» Obiettivo a
Individua nelle voci ogni riga che contiene la stringa "road" e copiala, tenendo conto di maiuscole e minuscole.

***

Pagina bianca
Ho sempre considerato il tema in classe l’ancora di salvezza per la sufficienza dei ragazzi, lo presento come un jolly e invece quel foglio protocollo spiazza ogni anno di più.
Se penso che fra le tracce proposte ce ne era una sulla incomunicabilità del disagio, beh, potrei trattare i compiti in bianco come lo svolgimento perfetto, ma non riesco a ironizzare più di tanto.
Molti dei miei ragazzi faticano a raccontarsi, o meglio: faticano a dare un nome a ciò che li attraversa. Non sanno che chiamare le cose con il loro nome significa iniziare ad arginarle.
Si raccontano sui social, hanno bisogno di farsi vedere per avere dall’esterno la certificazione della propria esistenza, ma si scordano di quanto siano complessi e si accontentano di una descrizione affidata alla semplificazione delle immagini.
Solo che le semplificazioni sono utili quando si ha poco tempo. Ma se un ragazzo deve raccontarsi in fretta, vuol dire che chi lo dovrebbe ascoltare corre troppo.
Se si guardano gli account degli adolescenti, ci si accorgerà che spesso hanno solo storie visibili per 24 ore e nemmeno un post. Parlano, ma non lasciano traccia. Sembra quasi che si stiano diseducando alla difesa della loro storia: trascurano (o cancellano?) il percorso fatto per arrivare dove sono.

***

» Obiettivo b
Prosegui la riflessione sui temi in classe consegnati in bianco, riprendendo subito dopo l'ultima frase riportata sopra.

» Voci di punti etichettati
***

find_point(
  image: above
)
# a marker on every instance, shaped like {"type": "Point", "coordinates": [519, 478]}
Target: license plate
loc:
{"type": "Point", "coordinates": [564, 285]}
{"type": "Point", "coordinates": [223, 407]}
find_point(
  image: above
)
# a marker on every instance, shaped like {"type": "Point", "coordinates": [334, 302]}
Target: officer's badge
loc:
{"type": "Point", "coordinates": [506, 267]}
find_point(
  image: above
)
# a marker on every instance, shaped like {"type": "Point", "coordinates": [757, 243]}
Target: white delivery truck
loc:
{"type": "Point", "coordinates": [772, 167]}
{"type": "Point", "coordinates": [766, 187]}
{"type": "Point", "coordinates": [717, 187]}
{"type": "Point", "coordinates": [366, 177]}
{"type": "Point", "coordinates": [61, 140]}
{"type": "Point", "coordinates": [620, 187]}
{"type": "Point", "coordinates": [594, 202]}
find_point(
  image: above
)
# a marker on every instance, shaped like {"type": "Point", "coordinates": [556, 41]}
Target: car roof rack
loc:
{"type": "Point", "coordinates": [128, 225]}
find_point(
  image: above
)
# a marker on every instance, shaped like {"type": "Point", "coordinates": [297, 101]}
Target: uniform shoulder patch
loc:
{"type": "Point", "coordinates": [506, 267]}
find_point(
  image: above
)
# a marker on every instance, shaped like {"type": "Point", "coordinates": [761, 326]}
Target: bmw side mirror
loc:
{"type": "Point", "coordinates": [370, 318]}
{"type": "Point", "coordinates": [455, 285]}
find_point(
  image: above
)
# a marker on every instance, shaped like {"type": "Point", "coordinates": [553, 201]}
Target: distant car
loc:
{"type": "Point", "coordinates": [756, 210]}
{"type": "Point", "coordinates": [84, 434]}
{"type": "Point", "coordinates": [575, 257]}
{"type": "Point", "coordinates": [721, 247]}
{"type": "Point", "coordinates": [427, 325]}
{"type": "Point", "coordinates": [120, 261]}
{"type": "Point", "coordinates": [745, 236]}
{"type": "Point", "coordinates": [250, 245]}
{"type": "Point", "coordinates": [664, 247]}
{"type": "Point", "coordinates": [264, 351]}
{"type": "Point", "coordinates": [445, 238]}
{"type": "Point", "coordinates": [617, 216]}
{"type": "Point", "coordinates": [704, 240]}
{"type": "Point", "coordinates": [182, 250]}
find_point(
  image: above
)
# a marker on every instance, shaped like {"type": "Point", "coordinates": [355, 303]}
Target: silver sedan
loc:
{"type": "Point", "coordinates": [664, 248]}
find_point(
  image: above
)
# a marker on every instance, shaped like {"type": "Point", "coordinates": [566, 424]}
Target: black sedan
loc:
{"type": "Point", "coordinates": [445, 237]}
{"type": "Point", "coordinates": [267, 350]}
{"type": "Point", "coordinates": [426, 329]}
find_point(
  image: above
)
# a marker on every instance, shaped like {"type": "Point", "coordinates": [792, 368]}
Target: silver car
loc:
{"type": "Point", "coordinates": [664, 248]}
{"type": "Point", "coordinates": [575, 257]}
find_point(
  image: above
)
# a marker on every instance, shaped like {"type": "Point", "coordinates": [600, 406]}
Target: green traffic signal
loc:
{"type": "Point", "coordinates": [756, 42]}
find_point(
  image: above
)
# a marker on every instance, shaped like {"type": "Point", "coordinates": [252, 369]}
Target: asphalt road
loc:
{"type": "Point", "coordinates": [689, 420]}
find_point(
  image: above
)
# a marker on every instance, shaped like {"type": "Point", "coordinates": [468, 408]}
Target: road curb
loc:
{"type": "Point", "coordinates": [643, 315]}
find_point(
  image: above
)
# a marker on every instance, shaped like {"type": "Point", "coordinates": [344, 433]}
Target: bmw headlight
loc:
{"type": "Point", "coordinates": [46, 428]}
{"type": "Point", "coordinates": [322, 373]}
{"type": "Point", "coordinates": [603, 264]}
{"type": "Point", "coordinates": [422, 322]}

***

» Soluzione esercizio a
Target: asphalt road
Target: road curb

» Soluzione esercizio b
Un processo inverso di quello che vede il genitore impegnato a segnare sullo stipite della porta le tacche di crescita del figlio con la data accanto. Un gesto all’apparenza inevitabile e abusato che invece vuol dire: “Guarda quanto sei cresciuto! Guarda quanti progressi hai fatto!”. E il bambino cresce così con il richiamo costante al percorso necessario per diventare adulto e, soprattutto, cresce con un testimone accanto.
Uno dei miei alunni oggi è stato capace di stare per due ore poggiato sul banco, il mento sotto le mani che schiacciavano il foglio e gli occhi fissi davanti a sé. È un ragazzone che dimostra più dei suoi quindici anni.
Gli ho chiesto più volte di provare a buttare giù anche in modo disordinato le idee che gli venivano in mente, gli ho proposto di cambiare traccia, ma lui niente. Non riusciva a capire come si fa a parlare di sé: poteva capire il senso cronachistico dello svolgere la traccia, ma non riusciva a capire cosa significasse raccontarsi.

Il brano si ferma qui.